--- Set task ---
Reproduce all of the following lines, substituting "nonzero winding rule" for every occurrence of "even-odd rule" and leaving everything else untouched.

--- Records for processing ---
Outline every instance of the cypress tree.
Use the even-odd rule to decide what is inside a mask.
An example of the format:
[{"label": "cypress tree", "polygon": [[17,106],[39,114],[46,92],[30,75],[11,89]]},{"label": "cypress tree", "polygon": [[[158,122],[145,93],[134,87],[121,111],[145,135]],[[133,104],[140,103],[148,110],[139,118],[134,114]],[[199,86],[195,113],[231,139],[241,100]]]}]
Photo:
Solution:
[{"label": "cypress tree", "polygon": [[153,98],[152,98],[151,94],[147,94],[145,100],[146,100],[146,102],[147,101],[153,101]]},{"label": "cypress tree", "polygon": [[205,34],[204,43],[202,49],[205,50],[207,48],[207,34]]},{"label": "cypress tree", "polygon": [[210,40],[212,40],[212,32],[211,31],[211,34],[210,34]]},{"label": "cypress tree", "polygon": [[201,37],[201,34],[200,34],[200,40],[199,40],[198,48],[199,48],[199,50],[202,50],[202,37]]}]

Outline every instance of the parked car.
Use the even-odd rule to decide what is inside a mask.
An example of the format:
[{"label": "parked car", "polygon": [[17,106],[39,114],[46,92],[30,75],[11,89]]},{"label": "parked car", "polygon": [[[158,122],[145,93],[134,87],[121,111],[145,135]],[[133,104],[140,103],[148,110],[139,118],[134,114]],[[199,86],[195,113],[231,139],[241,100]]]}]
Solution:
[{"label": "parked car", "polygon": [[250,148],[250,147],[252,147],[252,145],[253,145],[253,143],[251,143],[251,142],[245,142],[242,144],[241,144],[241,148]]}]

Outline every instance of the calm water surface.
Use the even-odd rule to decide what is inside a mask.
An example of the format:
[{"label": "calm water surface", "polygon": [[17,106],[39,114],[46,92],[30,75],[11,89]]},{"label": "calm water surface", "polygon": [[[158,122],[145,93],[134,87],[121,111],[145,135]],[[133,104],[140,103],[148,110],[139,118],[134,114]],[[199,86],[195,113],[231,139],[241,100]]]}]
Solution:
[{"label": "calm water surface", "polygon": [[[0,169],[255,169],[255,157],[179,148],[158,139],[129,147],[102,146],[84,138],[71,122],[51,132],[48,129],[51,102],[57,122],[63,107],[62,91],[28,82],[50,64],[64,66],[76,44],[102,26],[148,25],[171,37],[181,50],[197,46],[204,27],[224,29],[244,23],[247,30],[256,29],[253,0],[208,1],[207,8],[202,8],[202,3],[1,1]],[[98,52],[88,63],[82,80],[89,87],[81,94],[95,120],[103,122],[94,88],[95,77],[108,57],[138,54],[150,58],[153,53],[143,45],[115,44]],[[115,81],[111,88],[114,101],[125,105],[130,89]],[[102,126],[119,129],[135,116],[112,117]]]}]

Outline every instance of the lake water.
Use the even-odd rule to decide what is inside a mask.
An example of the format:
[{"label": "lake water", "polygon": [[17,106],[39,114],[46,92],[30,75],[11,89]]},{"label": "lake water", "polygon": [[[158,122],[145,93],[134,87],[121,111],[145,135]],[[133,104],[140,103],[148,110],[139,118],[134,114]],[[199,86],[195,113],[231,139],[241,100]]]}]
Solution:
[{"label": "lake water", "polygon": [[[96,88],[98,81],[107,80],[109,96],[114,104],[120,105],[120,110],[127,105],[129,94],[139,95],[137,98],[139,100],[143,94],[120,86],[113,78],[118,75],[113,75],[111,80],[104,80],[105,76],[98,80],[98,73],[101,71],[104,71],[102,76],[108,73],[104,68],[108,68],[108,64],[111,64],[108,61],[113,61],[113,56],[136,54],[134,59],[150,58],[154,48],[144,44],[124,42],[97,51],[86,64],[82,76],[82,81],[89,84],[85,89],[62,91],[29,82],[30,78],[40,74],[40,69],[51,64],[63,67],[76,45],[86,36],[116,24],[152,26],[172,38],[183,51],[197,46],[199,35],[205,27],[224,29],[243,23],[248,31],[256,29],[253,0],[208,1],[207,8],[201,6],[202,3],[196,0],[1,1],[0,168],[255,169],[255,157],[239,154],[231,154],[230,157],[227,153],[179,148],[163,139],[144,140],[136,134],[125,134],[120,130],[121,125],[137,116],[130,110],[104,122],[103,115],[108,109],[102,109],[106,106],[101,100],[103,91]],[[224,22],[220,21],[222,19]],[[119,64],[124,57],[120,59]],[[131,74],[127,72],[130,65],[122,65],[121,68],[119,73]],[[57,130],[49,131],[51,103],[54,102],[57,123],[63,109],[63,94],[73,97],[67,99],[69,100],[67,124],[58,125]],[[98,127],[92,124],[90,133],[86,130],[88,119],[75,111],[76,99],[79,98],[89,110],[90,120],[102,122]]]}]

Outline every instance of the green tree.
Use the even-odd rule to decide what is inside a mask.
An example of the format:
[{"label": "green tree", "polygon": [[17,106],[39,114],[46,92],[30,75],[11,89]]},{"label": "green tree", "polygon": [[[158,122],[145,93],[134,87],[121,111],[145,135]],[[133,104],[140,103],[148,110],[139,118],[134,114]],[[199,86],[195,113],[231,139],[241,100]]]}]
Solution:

--- Task solution ---
Outline every instance of the cypress tree.
Use the nonzero winding rule to decide what is inside a mask.
An example of the format:
[{"label": "cypress tree", "polygon": [[17,106],[39,114],[46,92],[30,75],[11,89]]},{"label": "cypress tree", "polygon": [[[158,122],[145,93],[134,87],[121,111],[145,135]],[[133,104],[140,103],[148,110],[139,118],[134,114]],[[199,86],[195,113],[231,139],[241,100]]]}]
Photo:
Solution:
[{"label": "cypress tree", "polygon": [[153,98],[152,98],[151,94],[147,94],[145,100],[146,100],[146,102],[147,101],[153,101]]},{"label": "cypress tree", "polygon": [[205,34],[204,43],[202,49],[205,50],[207,48],[207,34]]},{"label": "cypress tree", "polygon": [[210,40],[212,40],[212,32],[211,31],[211,34],[210,34]]},{"label": "cypress tree", "polygon": [[201,37],[201,34],[200,34],[200,40],[199,40],[198,48],[199,48],[199,50],[202,50],[202,37]]}]

Outline every instance of the parked car.
Use the nonzero winding rule to decide what is inside a mask.
An example of the format:
[{"label": "parked car", "polygon": [[17,106],[39,114],[46,92],[30,75],[11,89]]},{"label": "parked car", "polygon": [[[158,122],[145,93],[134,87],[121,111],[145,135]],[[133,104],[140,103],[148,110],[139,118],[134,114]],[[199,86],[195,113],[231,139],[241,100]]]}]
Solution:
[{"label": "parked car", "polygon": [[250,148],[250,147],[252,147],[252,145],[253,145],[253,143],[251,143],[251,142],[245,142],[242,144],[241,144],[241,148]]}]

Outline every instance of the calm water surface.
Use the nonzero winding rule to decide what is inside a mask.
An example of the format:
[{"label": "calm water surface", "polygon": [[17,106],[39,114],[46,92],[30,75],[11,89]]},{"label": "calm water surface", "polygon": [[[158,122],[145,93],[134,87],[121,111],[145,135]],[[133,104],[140,103],[148,110],[139,118],[134,114]],[[199,86],[195,113],[231,139],[241,100]]]}]
Solution:
[{"label": "calm water surface", "polygon": [[[0,169],[255,169],[255,157],[179,148],[158,139],[129,147],[102,146],[84,138],[71,122],[51,132],[48,129],[51,102],[57,122],[63,107],[62,91],[28,82],[50,64],[64,66],[76,44],[102,26],[148,25],[171,37],[181,50],[197,46],[204,27],[224,29],[244,23],[247,30],[256,29],[253,0],[208,1],[207,8],[202,8],[202,3],[1,1]],[[98,52],[88,63],[82,80],[89,87],[81,94],[95,120],[103,122],[94,88],[95,77],[108,57],[138,54],[150,58],[153,53],[143,45],[115,44]],[[115,81],[111,88],[114,101],[125,105],[130,89]],[[102,126],[119,129],[135,116],[112,117]]]}]

Outline every instance of the lake water.
Use the nonzero winding rule to decide what is inside a mask.
An example of the format:
[{"label": "lake water", "polygon": [[17,106],[39,114],[46,92],[30,75],[11,89]]},{"label": "lake water", "polygon": [[[158,122],[145,93],[134,87],[121,111],[145,135]],[[133,104],[140,103],[148,110],[139,118],[134,114]],[[199,86],[195,113],[231,139],[241,100]]]}]
Solution:
[{"label": "lake water", "polygon": [[[96,88],[98,81],[107,80],[109,96],[114,104],[120,105],[120,110],[127,105],[129,94],[139,95],[137,98],[139,100],[143,94],[120,86],[113,78],[118,75],[113,75],[111,80],[104,80],[105,76],[98,80],[98,73],[101,71],[104,71],[102,76],[108,73],[104,68],[108,68],[108,64],[111,64],[108,61],[113,61],[113,56],[136,54],[134,59],[150,58],[154,48],[144,44],[124,42],[97,51],[86,64],[82,76],[82,81],[89,84],[85,89],[62,91],[29,82],[30,78],[40,74],[40,69],[51,64],[63,67],[76,45],[86,36],[116,24],[152,26],[172,38],[183,51],[197,46],[199,35],[205,27],[224,29],[243,23],[248,31],[256,29],[253,0],[208,1],[207,8],[201,6],[202,3],[196,0],[1,1],[0,168],[255,169],[255,157],[239,154],[231,154],[230,157],[227,153],[179,148],[163,139],[144,140],[136,134],[125,134],[120,130],[121,125],[137,116],[130,110],[104,122],[103,115],[108,109],[102,109],[106,106],[101,100],[103,91]],[[224,22],[220,21],[222,19]],[[119,64],[124,57],[120,59]],[[131,74],[127,72],[130,65],[122,65],[121,68],[119,73]],[[57,130],[49,131],[51,103],[54,102],[57,123],[63,109],[63,94],[73,97],[67,99],[69,100],[67,124],[58,125]],[[98,127],[92,124],[90,133],[86,130],[88,119],[75,111],[76,99],[79,98],[89,110],[90,120],[102,122]]]}]

Outline every instance of the green tree.
Use the nonzero winding rule to decide what is inside a mask.
An example of the format:
[{"label": "green tree", "polygon": [[17,106],[39,114],[46,92],[30,75],[11,89]]},{"label": "green tree", "polygon": [[[158,122],[145,93],[134,87],[121,111],[145,135]],[[133,104],[140,103],[148,110],[139,118],[134,114]],[[199,86],[195,113],[231,139],[241,100]]]}]
Solution:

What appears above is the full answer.